▶ Try it:
Please reproduce the entire listing, character for character.

-- Entries provided follows --

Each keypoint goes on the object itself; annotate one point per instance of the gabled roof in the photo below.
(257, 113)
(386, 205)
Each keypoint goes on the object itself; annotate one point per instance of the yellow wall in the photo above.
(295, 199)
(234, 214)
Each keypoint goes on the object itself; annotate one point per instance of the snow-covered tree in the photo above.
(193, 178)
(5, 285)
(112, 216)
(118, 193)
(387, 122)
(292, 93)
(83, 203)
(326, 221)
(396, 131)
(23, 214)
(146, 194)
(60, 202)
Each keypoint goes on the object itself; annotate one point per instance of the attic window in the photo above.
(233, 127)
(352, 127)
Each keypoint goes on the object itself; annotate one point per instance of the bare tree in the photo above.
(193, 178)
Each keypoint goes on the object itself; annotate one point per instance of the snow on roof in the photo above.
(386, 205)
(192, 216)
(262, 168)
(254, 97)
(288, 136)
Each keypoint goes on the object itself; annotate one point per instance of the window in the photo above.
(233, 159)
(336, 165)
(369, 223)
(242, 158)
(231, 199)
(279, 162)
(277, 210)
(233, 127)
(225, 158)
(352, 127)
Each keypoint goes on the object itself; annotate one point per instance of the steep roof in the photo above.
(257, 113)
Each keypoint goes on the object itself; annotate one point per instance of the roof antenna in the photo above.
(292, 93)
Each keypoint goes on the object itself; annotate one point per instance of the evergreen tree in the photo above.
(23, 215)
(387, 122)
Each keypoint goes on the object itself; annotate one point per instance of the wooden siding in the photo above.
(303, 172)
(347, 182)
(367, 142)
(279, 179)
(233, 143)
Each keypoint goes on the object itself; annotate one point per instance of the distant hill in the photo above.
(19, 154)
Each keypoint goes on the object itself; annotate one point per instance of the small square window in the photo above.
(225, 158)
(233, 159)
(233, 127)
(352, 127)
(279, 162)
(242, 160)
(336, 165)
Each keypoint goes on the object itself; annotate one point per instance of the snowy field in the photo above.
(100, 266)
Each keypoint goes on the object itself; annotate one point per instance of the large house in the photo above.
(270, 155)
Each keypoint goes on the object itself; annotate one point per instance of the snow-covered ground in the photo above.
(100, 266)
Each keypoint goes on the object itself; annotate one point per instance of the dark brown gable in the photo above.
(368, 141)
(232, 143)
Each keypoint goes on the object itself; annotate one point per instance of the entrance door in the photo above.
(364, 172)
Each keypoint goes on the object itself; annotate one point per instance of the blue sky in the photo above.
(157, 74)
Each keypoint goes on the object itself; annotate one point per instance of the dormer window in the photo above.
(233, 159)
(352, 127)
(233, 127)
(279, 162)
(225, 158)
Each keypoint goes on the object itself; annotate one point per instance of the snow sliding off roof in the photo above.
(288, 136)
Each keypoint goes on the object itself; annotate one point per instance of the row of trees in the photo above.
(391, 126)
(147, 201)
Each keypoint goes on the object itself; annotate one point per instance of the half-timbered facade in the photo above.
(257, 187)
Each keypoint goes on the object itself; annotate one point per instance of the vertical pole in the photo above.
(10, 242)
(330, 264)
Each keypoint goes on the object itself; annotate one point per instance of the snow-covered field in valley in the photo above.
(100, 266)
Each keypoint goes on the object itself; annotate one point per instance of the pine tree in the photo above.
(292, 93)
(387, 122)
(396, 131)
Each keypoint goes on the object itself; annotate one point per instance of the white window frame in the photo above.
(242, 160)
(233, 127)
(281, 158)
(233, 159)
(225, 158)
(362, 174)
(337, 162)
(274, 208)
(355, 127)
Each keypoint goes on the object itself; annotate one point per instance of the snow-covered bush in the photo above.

-- Entries provided concluded --

▶ Task response:
Each keypoint goes on the object itself; annotate one point per instance of the gabled roof in the photo below.
(257, 113)
(386, 205)
Each keypoint goes on the object itself; annotate one point per instance of the yellow wall in the photo above.
(295, 199)
(234, 214)
Each keypoint goes on the object itself; annotate one point per instance of the snow-covered tree in the photo above.
(193, 178)
(5, 285)
(112, 216)
(118, 193)
(387, 122)
(292, 93)
(83, 203)
(326, 221)
(396, 131)
(23, 214)
(146, 194)
(60, 202)
Each keypoint goes on the object itself; annotate one point per instance of the attic window in the photo above.
(233, 127)
(352, 127)
Each keypoint goes on the object itself; annotate one point per instance of the bare tree in the photo above.
(193, 178)
Each keypoint goes on the object itself; annotate one point per instance of the snow on roof in the photo above.
(386, 205)
(192, 216)
(262, 168)
(254, 97)
(288, 136)
Each keypoint goes on the object itself; annotate one point per instance of the window in the photo above.
(233, 159)
(336, 165)
(369, 223)
(242, 158)
(231, 199)
(279, 162)
(277, 210)
(233, 127)
(225, 158)
(352, 127)
Each keypoint goes on the object itself; annotate one point per instance of the steep roof in the photo above.
(257, 113)
Each keypoint goes on the object itself; annotate one point per instance of the roof antenna in the photo above.
(292, 93)
Each keypoint goes on the object itself; annotate one point per instance of the evergreen tree in the photo above.
(23, 215)
(387, 122)
Each keypoint goes on the object itself; annotate one point per instance of the wooden siding in the photo above.
(303, 172)
(347, 182)
(367, 142)
(279, 179)
(233, 143)
Each keypoint goes on the object itself; annotate one point per instance of the distant hill in the photo above.
(19, 154)
Each keypoint goes on the object itself; annotate one point per instance of the small square window in the photo above.
(225, 158)
(233, 159)
(233, 127)
(352, 127)
(279, 162)
(242, 160)
(336, 165)
Each keypoint goes on the object itself; annotate one point per instance of the snowy field in the photo above.
(100, 266)
Each keypoint goes on the object itself; annotate one point per instance of the large house in the photo above.
(270, 155)
Each keypoint goes on the object itself; annotate one point per instance of the snow-covered ground in the photo above.
(100, 266)
Each keypoint goes on the object itself; annotate one point per instance of the dark brown gable in the photo above.
(368, 141)
(232, 143)
Each keypoint goes on the object itself; annotate one point per instance of the entrance door in the photo above.
(364, 172)
Each keypoint goes on the object itself; annotate one point per instance of the blue sky in the photo above.
(157, 74)
Each keypoint goes on the object itself; annotate one point per instance of the dormer window in the photo above.
(233, 159)
(352, 127)
(233, 127)
(279, 162)
(225, 158)
Each keypoint goes on the object itself; annotate one point per instance of the snow sliding off roof in the photo above.
(288, 136)
Each keypoint goes on the object itself; annotate one point per instance of the row of trees in the photo above.
(391, 126)
(147, 201)
Each keypoint goes on the object itself; annotate one point per instance of the half-timbered facade in the photo above.
(257, 187)
Each keypoint goes on the object itself; annotate one point per instance of the vertical pole in the photo above.
(10, 242)
(330, 264)
Each keypoint goes on the object itself; annotate one point per instance of the snow-covered field in valley in the photo above.
(100, 266)
Each keypoint goes on the object itself; annotate one point per instance of the pine tree in the photo above.
(292, 93)
(387, 122)
(396, 131)
Each keypoint goes on the object itself; annotate one point per instance of the white window frame in the photo above.
(242, 160)
(233, 127)
(281, 158)
(233, 159)
(225, 158)
(362, 174)
(337, 162)
(274, 208)
(355, 127)
Each keypoint goes on the object itself; annotate one point per instance of the snow-covered bush in the photo above.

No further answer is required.